■ **Your objective**
Rewrite the entries from the line with "the tree trunk" up to and including the line with "column 229, row 161" as a Markdown table. Use the columns Number and Line, give each line its own row, and omit blank lines.

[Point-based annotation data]
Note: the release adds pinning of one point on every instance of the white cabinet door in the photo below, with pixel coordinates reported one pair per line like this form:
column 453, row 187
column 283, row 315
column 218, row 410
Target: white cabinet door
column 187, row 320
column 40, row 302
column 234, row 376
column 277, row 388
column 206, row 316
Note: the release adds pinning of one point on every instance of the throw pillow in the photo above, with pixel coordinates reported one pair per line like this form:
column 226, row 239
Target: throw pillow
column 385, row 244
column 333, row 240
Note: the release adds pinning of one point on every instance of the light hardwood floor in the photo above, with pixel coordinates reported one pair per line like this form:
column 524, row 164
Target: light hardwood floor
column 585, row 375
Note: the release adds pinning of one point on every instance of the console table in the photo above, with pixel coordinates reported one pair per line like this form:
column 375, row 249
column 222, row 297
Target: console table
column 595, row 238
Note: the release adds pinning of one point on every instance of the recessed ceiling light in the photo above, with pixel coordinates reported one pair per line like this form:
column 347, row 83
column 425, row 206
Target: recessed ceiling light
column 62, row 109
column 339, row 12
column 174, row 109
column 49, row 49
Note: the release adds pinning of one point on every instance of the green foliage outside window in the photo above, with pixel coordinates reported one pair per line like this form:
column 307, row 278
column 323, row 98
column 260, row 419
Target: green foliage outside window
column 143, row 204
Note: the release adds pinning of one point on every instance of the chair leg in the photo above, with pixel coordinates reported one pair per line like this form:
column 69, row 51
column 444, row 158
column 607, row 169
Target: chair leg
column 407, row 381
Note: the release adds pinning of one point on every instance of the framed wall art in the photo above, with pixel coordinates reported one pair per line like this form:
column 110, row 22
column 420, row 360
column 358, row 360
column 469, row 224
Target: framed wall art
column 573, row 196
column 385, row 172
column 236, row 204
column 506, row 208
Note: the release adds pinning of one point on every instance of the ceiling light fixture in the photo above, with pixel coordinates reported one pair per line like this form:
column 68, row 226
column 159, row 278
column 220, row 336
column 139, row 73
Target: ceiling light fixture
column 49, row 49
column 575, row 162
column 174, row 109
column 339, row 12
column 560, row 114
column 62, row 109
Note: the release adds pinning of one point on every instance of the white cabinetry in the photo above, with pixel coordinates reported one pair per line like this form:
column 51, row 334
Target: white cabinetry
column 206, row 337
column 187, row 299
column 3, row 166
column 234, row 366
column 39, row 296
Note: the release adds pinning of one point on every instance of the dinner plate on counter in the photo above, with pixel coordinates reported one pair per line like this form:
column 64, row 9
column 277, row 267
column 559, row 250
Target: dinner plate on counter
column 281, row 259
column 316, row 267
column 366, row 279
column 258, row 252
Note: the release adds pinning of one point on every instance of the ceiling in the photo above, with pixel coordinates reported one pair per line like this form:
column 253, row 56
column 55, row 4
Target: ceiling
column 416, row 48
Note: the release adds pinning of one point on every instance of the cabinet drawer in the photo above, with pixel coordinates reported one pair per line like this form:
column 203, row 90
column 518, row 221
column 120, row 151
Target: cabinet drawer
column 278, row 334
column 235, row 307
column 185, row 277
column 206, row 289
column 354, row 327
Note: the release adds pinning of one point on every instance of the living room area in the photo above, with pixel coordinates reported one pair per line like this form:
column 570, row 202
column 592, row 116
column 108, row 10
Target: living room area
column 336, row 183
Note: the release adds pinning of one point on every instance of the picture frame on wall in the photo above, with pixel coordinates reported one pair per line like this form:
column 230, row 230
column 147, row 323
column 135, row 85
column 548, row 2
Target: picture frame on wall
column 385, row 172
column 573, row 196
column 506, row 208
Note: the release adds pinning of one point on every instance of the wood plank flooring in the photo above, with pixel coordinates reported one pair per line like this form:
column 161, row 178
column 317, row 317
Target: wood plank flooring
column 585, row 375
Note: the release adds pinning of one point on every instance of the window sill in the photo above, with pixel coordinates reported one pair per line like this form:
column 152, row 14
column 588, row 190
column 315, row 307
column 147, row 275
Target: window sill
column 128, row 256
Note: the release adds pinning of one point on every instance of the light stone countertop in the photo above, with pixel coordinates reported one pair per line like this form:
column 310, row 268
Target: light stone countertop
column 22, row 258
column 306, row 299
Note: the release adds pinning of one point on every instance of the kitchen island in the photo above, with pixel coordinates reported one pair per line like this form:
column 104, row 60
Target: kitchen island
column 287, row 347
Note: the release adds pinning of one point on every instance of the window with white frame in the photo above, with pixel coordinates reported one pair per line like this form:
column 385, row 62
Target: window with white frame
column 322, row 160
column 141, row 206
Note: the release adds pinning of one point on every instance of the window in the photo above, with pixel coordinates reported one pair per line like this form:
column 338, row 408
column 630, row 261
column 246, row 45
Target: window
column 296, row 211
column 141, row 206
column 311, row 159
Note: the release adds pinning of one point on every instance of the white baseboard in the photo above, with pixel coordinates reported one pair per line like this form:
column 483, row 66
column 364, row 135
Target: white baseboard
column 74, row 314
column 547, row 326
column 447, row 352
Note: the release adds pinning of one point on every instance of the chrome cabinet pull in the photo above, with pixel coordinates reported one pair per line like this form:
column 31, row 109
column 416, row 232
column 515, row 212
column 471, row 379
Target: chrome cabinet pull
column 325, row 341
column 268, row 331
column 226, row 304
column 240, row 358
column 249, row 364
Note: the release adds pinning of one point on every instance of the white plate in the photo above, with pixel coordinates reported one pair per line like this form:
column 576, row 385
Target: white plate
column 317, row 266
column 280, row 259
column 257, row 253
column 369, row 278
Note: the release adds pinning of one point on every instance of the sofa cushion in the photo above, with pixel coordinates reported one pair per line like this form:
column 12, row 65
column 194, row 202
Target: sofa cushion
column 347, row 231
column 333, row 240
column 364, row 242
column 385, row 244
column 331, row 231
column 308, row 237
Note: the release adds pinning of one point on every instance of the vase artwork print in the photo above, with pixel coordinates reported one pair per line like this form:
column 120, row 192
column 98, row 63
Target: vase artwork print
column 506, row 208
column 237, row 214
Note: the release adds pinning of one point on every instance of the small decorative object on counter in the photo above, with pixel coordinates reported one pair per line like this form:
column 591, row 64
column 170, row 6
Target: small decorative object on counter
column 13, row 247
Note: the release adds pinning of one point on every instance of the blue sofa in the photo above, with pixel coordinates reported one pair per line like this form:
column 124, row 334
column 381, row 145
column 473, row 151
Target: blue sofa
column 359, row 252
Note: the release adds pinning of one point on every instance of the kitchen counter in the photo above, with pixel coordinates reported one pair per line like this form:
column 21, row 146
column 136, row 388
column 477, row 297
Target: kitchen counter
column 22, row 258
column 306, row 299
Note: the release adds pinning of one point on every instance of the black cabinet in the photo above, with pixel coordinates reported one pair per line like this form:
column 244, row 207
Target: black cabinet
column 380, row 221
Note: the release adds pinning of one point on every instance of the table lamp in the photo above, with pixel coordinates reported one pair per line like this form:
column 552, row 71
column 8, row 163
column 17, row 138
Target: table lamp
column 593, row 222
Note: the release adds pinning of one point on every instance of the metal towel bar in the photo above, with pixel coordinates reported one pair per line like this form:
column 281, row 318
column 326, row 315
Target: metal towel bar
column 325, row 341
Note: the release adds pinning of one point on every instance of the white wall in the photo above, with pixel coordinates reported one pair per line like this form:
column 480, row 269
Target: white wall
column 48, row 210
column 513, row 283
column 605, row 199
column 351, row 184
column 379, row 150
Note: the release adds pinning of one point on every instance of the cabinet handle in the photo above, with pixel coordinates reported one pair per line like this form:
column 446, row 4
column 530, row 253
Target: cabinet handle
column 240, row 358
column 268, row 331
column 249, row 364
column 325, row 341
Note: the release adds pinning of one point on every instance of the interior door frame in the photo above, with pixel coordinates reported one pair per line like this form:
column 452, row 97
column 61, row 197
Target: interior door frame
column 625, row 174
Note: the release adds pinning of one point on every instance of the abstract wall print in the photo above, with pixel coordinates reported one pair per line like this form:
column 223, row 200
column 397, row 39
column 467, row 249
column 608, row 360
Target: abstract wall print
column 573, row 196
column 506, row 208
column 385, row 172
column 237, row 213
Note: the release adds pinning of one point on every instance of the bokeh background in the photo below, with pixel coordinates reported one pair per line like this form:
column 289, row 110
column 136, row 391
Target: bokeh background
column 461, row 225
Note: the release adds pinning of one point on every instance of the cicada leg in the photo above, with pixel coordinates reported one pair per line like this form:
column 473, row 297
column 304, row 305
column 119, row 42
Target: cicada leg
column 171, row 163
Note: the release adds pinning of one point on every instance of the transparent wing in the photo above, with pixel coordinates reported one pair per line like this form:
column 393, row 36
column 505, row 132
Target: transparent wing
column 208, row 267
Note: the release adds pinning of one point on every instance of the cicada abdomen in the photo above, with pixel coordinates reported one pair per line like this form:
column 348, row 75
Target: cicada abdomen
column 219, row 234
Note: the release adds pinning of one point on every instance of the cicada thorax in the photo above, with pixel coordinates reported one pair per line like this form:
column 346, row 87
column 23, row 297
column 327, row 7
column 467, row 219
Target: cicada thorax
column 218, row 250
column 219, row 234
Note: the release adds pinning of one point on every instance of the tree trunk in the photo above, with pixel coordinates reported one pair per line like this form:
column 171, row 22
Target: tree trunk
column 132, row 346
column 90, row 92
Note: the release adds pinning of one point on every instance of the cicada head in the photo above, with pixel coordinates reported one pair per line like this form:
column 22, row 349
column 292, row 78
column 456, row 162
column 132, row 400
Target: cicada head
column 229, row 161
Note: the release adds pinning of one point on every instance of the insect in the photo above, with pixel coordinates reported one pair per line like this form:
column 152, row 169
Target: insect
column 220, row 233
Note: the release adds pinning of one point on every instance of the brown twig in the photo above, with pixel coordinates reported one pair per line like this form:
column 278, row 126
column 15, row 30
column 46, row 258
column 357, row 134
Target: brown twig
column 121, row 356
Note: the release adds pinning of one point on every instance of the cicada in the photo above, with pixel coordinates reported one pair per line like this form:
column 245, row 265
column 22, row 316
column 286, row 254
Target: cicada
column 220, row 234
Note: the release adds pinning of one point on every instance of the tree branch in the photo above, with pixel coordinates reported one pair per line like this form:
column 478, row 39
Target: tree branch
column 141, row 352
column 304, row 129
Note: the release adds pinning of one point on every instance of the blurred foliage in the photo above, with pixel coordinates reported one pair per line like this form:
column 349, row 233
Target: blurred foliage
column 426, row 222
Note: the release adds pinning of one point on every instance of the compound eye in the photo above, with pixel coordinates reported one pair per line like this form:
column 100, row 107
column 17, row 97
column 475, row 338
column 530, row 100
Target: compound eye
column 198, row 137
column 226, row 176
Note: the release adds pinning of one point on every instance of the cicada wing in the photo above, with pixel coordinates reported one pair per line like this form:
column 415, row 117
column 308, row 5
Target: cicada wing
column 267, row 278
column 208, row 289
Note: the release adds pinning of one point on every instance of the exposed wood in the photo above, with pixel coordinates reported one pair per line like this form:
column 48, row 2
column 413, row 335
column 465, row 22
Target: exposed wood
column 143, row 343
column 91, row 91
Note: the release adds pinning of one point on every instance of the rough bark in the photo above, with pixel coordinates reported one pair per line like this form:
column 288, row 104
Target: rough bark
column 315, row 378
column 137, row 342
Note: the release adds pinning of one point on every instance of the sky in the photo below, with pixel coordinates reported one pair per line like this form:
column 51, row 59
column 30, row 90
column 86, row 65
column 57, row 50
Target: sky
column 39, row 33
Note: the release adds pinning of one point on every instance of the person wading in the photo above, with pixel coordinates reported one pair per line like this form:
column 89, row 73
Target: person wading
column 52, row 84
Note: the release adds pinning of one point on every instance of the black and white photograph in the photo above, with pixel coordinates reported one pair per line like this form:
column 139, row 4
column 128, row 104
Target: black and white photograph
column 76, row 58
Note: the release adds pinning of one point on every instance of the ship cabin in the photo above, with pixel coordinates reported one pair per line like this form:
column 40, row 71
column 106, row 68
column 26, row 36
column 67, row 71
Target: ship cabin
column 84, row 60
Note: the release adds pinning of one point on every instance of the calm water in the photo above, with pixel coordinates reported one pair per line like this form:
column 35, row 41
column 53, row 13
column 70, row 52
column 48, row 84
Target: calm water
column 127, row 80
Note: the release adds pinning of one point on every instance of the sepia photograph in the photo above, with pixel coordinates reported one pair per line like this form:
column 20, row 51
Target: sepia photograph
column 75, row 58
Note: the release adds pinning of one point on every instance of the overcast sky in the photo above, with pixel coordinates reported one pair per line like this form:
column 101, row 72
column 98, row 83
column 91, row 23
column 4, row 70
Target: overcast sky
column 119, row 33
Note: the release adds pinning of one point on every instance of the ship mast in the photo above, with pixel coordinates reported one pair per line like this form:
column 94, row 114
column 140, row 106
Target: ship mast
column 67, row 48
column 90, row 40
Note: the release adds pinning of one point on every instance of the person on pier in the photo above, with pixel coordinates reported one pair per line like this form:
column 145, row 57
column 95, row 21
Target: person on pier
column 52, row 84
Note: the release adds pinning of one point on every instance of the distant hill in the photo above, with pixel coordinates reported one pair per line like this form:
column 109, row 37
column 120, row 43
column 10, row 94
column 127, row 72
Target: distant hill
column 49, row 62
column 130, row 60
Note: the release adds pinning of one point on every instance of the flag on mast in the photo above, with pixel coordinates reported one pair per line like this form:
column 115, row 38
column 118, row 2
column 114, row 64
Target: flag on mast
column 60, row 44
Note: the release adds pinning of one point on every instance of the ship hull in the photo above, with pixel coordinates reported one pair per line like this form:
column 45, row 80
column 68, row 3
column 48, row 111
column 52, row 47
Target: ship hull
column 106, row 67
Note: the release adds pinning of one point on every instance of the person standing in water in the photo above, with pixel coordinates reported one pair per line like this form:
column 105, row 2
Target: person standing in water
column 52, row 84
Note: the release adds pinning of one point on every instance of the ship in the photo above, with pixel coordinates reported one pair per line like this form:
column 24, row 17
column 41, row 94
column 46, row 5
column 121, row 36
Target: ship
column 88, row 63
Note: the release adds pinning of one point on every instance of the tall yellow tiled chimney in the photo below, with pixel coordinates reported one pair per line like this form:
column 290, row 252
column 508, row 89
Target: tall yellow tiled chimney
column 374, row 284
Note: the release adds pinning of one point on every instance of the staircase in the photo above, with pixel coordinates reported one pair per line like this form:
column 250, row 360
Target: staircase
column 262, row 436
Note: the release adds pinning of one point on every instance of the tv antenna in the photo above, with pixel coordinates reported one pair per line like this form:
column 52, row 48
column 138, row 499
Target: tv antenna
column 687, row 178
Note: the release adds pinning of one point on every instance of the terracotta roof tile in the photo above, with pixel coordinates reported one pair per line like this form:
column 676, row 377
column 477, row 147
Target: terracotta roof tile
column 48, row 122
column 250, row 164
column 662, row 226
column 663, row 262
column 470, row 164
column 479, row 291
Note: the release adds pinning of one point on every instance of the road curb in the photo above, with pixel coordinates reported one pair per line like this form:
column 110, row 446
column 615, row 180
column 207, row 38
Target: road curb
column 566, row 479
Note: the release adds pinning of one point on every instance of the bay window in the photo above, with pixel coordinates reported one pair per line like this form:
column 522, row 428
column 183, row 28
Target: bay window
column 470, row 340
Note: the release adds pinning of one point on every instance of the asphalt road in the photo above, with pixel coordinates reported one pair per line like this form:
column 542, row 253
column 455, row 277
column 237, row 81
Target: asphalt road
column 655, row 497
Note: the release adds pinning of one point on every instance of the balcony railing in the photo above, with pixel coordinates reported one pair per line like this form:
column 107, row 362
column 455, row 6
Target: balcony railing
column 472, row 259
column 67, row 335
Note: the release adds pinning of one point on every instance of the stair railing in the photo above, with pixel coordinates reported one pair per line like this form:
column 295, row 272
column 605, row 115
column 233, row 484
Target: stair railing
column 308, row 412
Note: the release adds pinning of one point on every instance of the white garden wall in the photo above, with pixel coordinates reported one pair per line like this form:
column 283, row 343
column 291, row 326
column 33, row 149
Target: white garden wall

■ **Final result**
| Number | Line |
|---|---|
| 1 | Note: the release adds pinning of one point on every instance of the tree trunk in the photo above, with pixel coordinates reported one pair per line like this form: |
| 2 | column 171, row 22 |
| 3 | Target: tree trunk |
| 4 | column 132, row 346 |
| 5 | column 90, row 92 |
| 6 | Note: the release adds pinning of one point on every instance of the cicada head in the photo above, with pixel coordinates reported one pair per line like this form: |
| 7 | column 22, row 349 |
| 8 | column 292, row 78 |
| 9 | column 456, row 162 |
| 10 | column 132, row 400 |
| 11 | Target: cicada head |
| 12 | column 229, row 161 |